### Written request 1
Show every row that contains the string "like", copying each one in full.
============
Christmas, the mass or the service that celebrates the birth of Jesus Christ, “the Son of Man” and “the Son of God,” is the beginning of the “good news of a great joy that will come to all the people,” for, as the angelic messenger announced to the shepherds, “to you is born this day in the city of David a Savior who is Christ Lord” (Luke 2:10-11).

But neither the Gospels nor any of the other New Testament writings state the date of Jesus’ birth.  Our celebration of Christmas on December 25 was unknown to Christians of the first three centuries.  During that early period of the Christian Church the birth of Jesus remained unacknowledged and uncelebrated.  Efforts were expended to determine that date, but without success.  Jesus’ birth date could not be verified.  At the end of the second century Clement of Alexandria ridiculed efforts to ascertain it.  Origen protested against it because he considered it to be pagan.

Luke’s reference to the shepherds in the field suggests a time between March and November when Palestinian shepherds remain with their flocks in the field, in other words, in spring, summer or autumn.  One text from the year 243 designates March 25 as the birthday of Jesus.  In the Roman calendar the vernal equinox was set for March 25, the day that spring begins to triumph over winter, and new life bursts forth in the realm of nature.  Many Christians appropriated this cultural perspective but interpreted it according to Gen. 1:4 as the first day of creation, the day that God separated the light from the darkness.  Mal. 4:2 reinforced this perspective with its metaphorical identification of the Messiah as “the sun of righteousness” who “shall rise with healing in his wings.”  To many, a spring birthday was preferable, and April 19, May 20 and April 2 are a few of the dates that were proposed for the birth of Jesus.
============
### Written request 2
Carry on the passage about the date of Jesus' birth, starting after its final sentence.

### Dataset entries
============
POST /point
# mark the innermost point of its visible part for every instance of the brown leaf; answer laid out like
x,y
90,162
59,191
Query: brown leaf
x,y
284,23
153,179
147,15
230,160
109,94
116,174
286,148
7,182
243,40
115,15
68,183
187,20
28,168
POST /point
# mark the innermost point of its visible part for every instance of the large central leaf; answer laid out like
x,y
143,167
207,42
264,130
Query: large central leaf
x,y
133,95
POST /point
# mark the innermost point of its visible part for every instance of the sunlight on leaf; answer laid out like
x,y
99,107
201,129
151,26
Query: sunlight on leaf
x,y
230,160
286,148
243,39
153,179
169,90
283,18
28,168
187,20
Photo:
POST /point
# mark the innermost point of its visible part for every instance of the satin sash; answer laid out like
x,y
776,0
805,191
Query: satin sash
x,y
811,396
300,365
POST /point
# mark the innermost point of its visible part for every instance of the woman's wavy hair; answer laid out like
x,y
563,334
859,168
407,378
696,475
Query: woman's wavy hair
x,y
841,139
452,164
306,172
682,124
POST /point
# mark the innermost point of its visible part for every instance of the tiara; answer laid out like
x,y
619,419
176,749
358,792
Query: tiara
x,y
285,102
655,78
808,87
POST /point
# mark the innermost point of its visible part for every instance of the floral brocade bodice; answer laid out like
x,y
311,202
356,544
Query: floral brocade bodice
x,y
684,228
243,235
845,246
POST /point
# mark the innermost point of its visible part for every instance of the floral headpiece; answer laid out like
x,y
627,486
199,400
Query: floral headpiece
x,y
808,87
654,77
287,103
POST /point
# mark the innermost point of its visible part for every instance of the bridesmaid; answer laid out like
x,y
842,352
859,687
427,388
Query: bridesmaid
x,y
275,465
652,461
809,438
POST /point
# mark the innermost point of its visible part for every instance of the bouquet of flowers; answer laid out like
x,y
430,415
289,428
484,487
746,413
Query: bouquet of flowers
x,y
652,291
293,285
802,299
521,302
============
### Exercise result 1
# mark the innermost point of its visible part for every instance of the brown leaf; answer laid out like
# mark the innermost point of its visible part for every instance of the large central leaf; answer laid out like
# mark the innermost point of its visible part for every instance of the sunlight on leaf; answer laid out like
# mark the innermost point of its visible part for every instance of the satin sash; answer laid out like
# mark the innermost point of its visible part for every instance of the woman's wavy hair; answer laid out like
# mark the innermost point of its visible part for every instance of the tiara; answer laid out like
# mark the innermost point of its visible part for every instance of the floral brocade bodice; answer laid out like
# mark the innermost point of its visible part for every instance of the floral headpiece; answer laid out like
# mark the innermost point of its visible part for every instance of the bridesmaid; answer laid out like
# mark the innermost point of its visible part for every instance of the bouquet of flowers; answer laid out like

### Exercise result 2
Some Christians favored spring as the time of Mary’s conception.  January 6 was sanctioned as Jesus’ birth date because it was believed that Mary had conceived Jesus on April 6.  But March 25, the Roman dating of the vernal equinox, linked by Christians to the first day of creation, became the preferred date of Mary’s conception.  That, of course, advanced the birthday of Jesus by nine months to December 25, the winter solstice, the time when the sun would begin to climb into the sky, and daylight would gradually conquer the night.  December 25 may have been celebrated as the birthday of Jesus in Rome already during the reign of Constantine the Great.  In fact, it may have been Constantine himself who united the birth of Jesus with Mithraism’s celebration of the sun god on December 25 and therefore ordained that date as the birthday of a new sun god, Jesus, “the Light of the world”.  John Chrysostom in a famous Christmas sermon on December 20, 386 attempted to convince Christians that the birth of Jesus must be celebrated on December 25 because Jesus was actually born on that day.

But December 25 is not the correct day of Jesus’ birth.  The actual day remains indeterminable.  Nevertheless, the theological reflection that related Gen. 1:4 to the vernal equinox as the first day of creation and therefore also as the day of Mary’s virginal conception of Jesus as the New Adam who inaugurates a New Humanity (1 Cor. 15:45) is intensely meaningful.  Although the calendar date of the winter solstice was subsequently moved up to December 21, the celebration of Jesus’ birthday on December 25, as the light begins to overcome the darkness, corresponds perfectly to the witness of John 1:5, “And the light shines in the darkness, and the darkness has not begun to overtake it.”